### Aufgabenstellung
A - Erklären Sie in ein bis drei Sätzen, weshalb sich die Bundesregierung laut dem Beschluss bei Auskünften über verdeckte Quellen der Nachrichtendienste in der Regel auf eine Gefährdung des Staatswohls berufen kann.
B - Geben Sie aus dem Beschluss wörtlich den Abschnitt wieder, der mit den Worten „- 2. Angesichts“ beginnt und mit „Identifizierung möglich erscheint.“ endet.

### Vorliegender Text
━━━━━━━━━━━━━━━━
Beschluss vom 13. Juni 2017 - 2 BvE 1/15
ECLI | ECLI:DE:BVerfG:2017:es20170613.2bve000115 |
Date | 13 Junio 2017 |
Citation | BVerfG, Beschluss des Zweiten Senats vom 13. Juni 2017 - 2 BvE 1/15 - Rn. (1-161), |
Judgement Number | 2 BvE 1/15 |
Court | Constitutional Court (Germany) |
Leitsätze
zum Beschluss des Zweiten Senats vom 13. Juni 2017
2 BvE 1/15
- 1. Aus Art. 38 Abs. 1 Satz 2 und Art. 20 Abs. 2 Satz 2 GG folgt ein Frage- und Informationsrecht des Deutschen Bundestages, der Fraktionen und der einzelnen Abgeordneten gegenüber der Bundesregierung, dem grundsätzlich eine Antwortpflicht der Bundesregierung korrespondiert. Dies gilt auch für Anfragen aus dem Bereich der Tätigkeit von Nachrichtendiensten.
- 2. Angesichts der Bedeutung, die dem Einsatz verdeckter Quellen bei der Informationsbeschaffung der Nachrichtendienste zukommt, kann sich die Bundesregierung zur Auskunftsverweigerung trotz des erheblichen Informationsinteresses des Parlaments in diesem Bereich aber in der Regel auf eine Gefährdung des Staatswohls und der Grundrechte verdeckt handelnder Personen berufen, wenn deren Identität bei der Erteilung der begehrten Auskünfte offenbart würde oder ihre Identifizierung möglich erscheint.
━━━━━━━━━━━━━━━━
### Bereitgestelltes Material

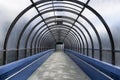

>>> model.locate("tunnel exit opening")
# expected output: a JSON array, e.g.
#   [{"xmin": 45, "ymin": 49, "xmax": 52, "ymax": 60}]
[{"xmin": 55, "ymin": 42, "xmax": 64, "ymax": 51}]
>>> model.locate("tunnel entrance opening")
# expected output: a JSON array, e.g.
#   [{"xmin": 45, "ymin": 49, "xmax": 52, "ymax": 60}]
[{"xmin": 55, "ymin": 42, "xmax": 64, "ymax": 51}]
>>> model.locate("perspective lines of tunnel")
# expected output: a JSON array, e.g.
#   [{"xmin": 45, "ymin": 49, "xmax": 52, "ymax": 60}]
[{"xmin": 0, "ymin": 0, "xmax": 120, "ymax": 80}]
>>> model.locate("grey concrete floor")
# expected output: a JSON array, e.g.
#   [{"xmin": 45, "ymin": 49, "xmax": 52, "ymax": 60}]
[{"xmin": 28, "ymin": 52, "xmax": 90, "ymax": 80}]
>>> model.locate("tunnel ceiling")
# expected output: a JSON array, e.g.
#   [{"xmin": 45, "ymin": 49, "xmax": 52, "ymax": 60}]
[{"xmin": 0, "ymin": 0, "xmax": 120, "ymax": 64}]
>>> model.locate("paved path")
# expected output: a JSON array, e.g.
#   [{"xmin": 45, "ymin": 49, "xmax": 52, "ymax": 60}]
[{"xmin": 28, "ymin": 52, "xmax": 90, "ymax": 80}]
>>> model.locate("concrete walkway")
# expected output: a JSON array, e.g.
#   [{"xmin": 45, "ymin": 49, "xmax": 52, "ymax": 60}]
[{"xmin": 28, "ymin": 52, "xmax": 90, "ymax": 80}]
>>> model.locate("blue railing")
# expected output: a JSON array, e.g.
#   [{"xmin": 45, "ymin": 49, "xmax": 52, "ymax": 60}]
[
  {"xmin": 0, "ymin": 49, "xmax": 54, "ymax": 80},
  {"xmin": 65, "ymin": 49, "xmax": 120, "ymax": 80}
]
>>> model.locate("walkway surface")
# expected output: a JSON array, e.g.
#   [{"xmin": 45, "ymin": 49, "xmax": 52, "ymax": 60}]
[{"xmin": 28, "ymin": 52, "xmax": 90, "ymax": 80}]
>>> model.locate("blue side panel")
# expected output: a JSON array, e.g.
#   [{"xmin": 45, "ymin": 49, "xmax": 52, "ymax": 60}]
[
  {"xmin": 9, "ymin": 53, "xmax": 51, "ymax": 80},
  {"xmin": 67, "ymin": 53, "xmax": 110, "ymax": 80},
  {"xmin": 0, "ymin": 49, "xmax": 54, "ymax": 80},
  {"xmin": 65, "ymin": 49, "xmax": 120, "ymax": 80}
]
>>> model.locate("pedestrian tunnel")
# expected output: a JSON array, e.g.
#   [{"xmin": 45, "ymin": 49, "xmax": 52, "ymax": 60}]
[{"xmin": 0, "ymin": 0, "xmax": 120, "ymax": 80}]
━━━━━━━━━━━━━━━━
### Schriftliche Antworten
A - Der Beschluss begründet dies mit der Bedeutung, die dem Einsatz verdeckter Quellen bei der Informationsbeschaffung der Nachrichtendienste zukommt. Deshalb kann die Bundesregierung trotz des erheblichen Informationsinteresses des Parlaments die Auskunft verweigern, wenn dadurch die Identität verdeckt handelnder Personen offenbart würde oder ihre Identifizierung möglich erscheint. Dabei kann sie sich neben dem Staatswohl auch auf die Grundrechte dieser Personen berufen.

B -
- 2. Angesichts der Bedeutung, die dem Einsatz verdeckter Quellen bei der Informationsbeschaffung der Nachrichtendienste zukommt, kann sich die Bundesregierung zur Auskunftsverweigerung trotz des erheblichen Informationsinteresses des Parlaments in diesem Bereich aber in der Regel auf eine Gefährdung des Staatswohls und der Grundrechte verdeckt handelnder Personen berufen, wenn deren Identität bei der Erteilung der begehrten Auskünfte offenbart würde oder ihre Identifizierung möglich erscheint.